WHAT YOU WILL DO:
Render everything from the line containing "Could you please identify the large warehouse" down to the end of the Records below as a JSON list of strings, one string per line, leaving out blank lines.

(Records)

++++++

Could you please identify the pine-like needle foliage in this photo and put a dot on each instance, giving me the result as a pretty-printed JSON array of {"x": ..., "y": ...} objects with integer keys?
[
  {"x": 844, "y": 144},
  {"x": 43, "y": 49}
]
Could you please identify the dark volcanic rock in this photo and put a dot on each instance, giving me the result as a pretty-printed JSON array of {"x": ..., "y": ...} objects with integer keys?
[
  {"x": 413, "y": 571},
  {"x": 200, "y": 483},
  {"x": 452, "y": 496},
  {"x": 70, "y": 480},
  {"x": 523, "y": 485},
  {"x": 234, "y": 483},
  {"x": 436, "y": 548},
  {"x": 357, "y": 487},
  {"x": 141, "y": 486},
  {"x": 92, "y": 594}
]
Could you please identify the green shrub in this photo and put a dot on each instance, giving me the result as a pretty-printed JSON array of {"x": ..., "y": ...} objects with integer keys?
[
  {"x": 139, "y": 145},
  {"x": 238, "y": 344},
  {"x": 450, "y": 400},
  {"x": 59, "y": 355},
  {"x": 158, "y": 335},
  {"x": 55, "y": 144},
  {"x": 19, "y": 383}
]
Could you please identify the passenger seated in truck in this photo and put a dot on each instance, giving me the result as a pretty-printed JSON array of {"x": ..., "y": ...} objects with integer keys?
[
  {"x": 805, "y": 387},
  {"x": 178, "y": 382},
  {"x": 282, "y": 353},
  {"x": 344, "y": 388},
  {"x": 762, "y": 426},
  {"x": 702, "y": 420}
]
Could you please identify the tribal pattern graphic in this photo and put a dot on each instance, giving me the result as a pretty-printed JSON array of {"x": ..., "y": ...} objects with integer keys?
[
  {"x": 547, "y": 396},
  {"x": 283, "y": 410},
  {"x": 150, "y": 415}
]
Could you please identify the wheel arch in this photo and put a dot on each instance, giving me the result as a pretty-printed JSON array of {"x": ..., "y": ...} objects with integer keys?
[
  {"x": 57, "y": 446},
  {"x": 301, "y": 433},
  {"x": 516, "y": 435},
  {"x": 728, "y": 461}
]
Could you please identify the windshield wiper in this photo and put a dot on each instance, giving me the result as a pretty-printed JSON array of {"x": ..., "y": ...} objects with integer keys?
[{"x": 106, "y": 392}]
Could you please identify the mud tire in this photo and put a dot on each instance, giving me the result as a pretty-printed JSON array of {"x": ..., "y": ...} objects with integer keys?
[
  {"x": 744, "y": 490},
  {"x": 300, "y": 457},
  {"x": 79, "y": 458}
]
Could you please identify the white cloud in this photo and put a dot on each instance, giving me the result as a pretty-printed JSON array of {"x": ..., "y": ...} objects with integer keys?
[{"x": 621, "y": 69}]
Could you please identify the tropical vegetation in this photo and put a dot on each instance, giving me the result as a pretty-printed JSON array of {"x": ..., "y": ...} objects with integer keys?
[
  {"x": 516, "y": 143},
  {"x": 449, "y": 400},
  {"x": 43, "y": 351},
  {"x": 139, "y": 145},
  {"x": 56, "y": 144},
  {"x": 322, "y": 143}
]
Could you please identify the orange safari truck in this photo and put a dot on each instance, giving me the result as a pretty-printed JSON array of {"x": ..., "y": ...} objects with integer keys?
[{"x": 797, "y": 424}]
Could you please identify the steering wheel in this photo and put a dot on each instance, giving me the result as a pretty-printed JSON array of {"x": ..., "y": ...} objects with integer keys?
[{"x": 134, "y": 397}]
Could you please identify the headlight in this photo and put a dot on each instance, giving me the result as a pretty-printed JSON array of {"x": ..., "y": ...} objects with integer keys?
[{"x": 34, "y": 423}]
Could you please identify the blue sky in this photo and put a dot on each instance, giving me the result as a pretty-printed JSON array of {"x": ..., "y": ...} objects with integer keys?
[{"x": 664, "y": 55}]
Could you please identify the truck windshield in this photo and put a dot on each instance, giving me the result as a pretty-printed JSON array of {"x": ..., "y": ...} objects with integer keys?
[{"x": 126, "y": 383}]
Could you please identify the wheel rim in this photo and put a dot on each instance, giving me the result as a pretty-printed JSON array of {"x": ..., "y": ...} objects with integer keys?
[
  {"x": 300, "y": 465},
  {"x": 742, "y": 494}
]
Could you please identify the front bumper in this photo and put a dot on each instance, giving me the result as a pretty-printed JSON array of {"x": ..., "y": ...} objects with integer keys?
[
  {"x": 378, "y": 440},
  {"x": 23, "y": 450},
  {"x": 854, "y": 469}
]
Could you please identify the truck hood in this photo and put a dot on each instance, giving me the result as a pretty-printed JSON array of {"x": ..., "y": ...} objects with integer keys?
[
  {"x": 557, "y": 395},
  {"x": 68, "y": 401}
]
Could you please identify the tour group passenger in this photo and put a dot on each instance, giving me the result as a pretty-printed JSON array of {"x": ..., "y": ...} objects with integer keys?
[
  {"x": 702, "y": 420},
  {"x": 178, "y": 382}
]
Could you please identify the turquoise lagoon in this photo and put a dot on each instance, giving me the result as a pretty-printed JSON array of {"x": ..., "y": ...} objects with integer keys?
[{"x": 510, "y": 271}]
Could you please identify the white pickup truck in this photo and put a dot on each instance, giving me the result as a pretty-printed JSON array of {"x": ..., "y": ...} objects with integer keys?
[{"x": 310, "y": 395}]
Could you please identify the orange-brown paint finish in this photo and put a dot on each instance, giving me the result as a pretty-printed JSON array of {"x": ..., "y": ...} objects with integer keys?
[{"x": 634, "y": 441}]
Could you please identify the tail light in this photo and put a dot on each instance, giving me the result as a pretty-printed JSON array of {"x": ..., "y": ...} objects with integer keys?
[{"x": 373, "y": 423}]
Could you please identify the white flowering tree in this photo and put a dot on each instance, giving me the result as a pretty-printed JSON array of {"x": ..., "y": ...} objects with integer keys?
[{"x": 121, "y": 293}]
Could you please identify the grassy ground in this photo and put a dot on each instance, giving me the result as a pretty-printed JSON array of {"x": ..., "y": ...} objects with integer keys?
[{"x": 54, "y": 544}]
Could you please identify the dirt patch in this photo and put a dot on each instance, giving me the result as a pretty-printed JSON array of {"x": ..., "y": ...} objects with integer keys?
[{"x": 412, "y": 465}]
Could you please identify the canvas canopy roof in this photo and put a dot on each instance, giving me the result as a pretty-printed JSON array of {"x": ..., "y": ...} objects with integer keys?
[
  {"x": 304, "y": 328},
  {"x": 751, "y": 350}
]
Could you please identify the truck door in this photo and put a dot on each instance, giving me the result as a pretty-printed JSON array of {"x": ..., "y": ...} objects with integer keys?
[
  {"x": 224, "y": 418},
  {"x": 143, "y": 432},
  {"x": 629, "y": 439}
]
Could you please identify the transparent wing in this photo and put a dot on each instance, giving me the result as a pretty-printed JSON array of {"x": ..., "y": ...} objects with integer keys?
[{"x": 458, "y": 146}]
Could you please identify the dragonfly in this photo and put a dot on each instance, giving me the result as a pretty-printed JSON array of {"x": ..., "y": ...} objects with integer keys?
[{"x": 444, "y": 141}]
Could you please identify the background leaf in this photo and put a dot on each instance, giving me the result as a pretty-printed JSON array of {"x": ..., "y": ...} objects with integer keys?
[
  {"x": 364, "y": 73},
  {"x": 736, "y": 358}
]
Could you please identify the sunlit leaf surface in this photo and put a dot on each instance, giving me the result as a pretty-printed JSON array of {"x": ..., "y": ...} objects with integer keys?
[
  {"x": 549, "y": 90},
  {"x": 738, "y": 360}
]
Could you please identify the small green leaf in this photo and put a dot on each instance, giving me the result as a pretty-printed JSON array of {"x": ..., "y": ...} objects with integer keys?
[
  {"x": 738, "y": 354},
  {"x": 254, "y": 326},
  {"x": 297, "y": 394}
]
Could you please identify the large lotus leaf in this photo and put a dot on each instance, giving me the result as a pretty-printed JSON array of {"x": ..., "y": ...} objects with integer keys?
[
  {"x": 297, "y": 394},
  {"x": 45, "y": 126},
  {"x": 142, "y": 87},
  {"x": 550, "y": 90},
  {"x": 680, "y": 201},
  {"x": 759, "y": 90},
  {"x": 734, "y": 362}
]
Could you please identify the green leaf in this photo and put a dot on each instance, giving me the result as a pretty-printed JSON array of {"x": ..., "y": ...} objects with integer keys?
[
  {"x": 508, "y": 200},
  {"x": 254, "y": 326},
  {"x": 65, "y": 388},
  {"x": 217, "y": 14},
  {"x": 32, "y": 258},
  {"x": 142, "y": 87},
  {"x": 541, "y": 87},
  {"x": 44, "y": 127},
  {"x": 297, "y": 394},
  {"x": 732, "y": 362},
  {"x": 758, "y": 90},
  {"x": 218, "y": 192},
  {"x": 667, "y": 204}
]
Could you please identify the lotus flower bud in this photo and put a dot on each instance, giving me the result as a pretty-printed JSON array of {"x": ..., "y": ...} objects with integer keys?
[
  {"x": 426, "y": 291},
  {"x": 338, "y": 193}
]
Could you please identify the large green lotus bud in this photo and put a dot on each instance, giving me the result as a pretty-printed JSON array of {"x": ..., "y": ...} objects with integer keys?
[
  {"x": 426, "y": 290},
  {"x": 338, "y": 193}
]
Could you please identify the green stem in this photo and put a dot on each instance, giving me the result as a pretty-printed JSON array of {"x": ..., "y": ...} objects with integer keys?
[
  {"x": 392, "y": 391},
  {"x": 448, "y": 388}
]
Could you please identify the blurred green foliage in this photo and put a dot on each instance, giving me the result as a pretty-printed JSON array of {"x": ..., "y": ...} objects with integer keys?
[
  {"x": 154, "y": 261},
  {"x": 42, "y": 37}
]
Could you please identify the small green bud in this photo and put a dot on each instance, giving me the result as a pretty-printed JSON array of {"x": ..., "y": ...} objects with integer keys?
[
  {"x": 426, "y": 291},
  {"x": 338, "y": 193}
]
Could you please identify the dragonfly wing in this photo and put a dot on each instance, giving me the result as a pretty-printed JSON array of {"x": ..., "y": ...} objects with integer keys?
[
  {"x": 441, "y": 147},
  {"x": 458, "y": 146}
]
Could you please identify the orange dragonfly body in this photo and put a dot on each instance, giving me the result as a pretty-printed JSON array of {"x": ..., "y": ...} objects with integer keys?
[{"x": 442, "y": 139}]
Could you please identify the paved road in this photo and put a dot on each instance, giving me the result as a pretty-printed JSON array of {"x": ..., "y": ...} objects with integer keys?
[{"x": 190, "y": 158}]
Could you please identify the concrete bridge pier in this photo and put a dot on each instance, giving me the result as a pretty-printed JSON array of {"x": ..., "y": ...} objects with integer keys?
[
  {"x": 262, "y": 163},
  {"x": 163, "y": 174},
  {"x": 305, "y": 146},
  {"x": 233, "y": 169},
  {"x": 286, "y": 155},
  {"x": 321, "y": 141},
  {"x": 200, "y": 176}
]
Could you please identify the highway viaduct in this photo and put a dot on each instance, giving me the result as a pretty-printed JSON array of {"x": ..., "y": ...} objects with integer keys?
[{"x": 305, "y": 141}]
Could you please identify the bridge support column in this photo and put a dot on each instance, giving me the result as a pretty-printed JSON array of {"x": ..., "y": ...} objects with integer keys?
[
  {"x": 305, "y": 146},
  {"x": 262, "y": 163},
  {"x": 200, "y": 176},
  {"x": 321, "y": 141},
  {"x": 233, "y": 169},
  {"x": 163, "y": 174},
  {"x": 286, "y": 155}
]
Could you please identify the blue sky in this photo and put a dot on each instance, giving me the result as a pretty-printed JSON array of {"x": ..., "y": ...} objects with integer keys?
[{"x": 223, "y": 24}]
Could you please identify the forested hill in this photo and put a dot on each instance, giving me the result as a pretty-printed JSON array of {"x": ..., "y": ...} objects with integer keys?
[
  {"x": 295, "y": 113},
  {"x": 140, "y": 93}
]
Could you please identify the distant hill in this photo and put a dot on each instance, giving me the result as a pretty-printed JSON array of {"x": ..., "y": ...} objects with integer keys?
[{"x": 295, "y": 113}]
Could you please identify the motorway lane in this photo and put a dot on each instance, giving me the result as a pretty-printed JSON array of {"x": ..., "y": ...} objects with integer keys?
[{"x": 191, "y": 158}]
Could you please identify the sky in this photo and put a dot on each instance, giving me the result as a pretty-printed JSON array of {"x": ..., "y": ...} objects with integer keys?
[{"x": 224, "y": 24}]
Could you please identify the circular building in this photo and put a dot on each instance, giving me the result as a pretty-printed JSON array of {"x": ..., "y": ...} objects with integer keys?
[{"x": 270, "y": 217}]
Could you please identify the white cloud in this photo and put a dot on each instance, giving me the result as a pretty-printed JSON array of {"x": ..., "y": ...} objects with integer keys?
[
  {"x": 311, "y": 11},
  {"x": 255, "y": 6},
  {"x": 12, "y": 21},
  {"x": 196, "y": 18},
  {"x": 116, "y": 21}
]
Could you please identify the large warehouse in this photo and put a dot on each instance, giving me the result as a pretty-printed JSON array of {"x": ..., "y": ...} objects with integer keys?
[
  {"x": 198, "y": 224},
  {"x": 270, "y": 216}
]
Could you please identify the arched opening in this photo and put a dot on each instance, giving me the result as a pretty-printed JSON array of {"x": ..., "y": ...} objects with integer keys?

++++++

RESPONSE TO THE EXERCISE:
[
  "Could you please identify the large warehouse in this photo and put a dot on each instance, giving me the result as a pretty-printed JSON array of {\"x\": ..., \"y\": ...} objects with integer keys?",
  "[",
  "  {\"x\": 198, \"y\": 224},",
  "  {\"x\": 270, \"y\": 216}",
  "]",
  "Could you please identify the arched opening in this photo and put a dot on each instance, giving me the result as a pretty-printed JSON array of {\"x\": ..., \"y\": ...} objects with integer keys?"
]